Description of the task
Answer these questions from the forum thread below:
1. Which columns of the file does the person asking want to check for numbers?
2. Which function from Scalar::Util do the Perl commands use for the check?
3. In the command that prints every line, what word appears after a line that fails the check?
----- Document segment -----
How to check if a column is having a numeric value or not in a file?

Hi,

I want to know, how we find out if a column is having a numeric value or not.

For Example if we have a csv file as

ASDF,QWER,GHJK,123,FGHY,9876
GHTY,NVHR,WOPI,623,HFBS,5386

we need to find out if the 4th and 6th column has muneric value or not.

Thanks in advance

Keerthan

This will print only the records with numeric fourth and sixth fileds:

perl '-MScalar::Util qw/looks_like_number/' '-F, -ane
    print if looks_like_number $F[3] 
      and looks_like_number $F[5]
    ' infile

If you want all of them:

perl '-MScalar::Util qw/looks_like_number/' '-F, -lane
    print $_, " -> ", (looks_like_number $F[3] 
	  and looks_like_number $F[5])? "valid" : "invalid"
	' infile
#!/bin/ksh or bash or dash or ...
cat <<EOF > $0.txt
ASDF,QWER,GHJK,123,FGHY,9876
GHTY,NVHR,WOPI,623,HFBS,5386
GHTY,NVHR,WOPI,A623,HFBS,5386
EOF

num()
----- Listed entries -----
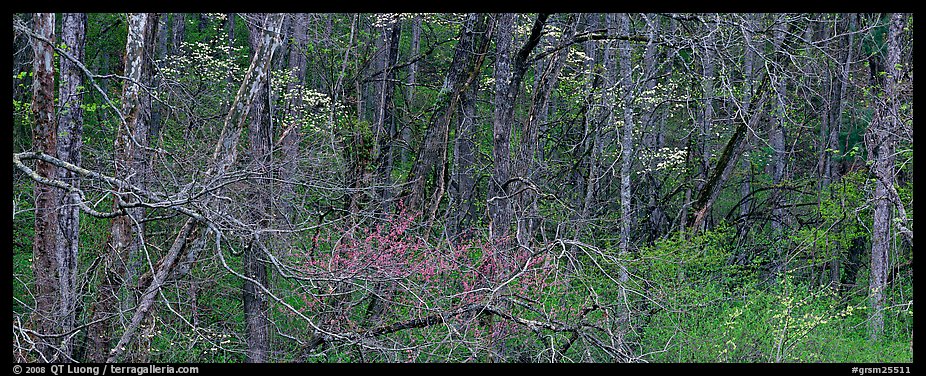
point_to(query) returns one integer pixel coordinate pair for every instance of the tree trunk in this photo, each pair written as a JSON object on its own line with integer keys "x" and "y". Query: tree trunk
{"x": 256, "y": 309}
{"x": 627, "y": 94}
{"x": 384, "y": 115}
{"x": 292, "y": 131}
{"x": 432, "y": 154}
{"x": 224, "y": 155}
{"x": 880, "y": 141}
{"x": 415, "y": 48}
{"x": 463, "y": 182}
{"x": 177, "y": 31}
{"x": 776, "y": 138}
{"x": 48, "y": 291}
{"x": 70, "y": 142}
{"x": 546, "y": 78}
{"x": 130, "y": 164}
{"x": 593, "y": 112}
-----
Final result
1. The 4th and 6th columns.
2. looks_like_number
3. invalid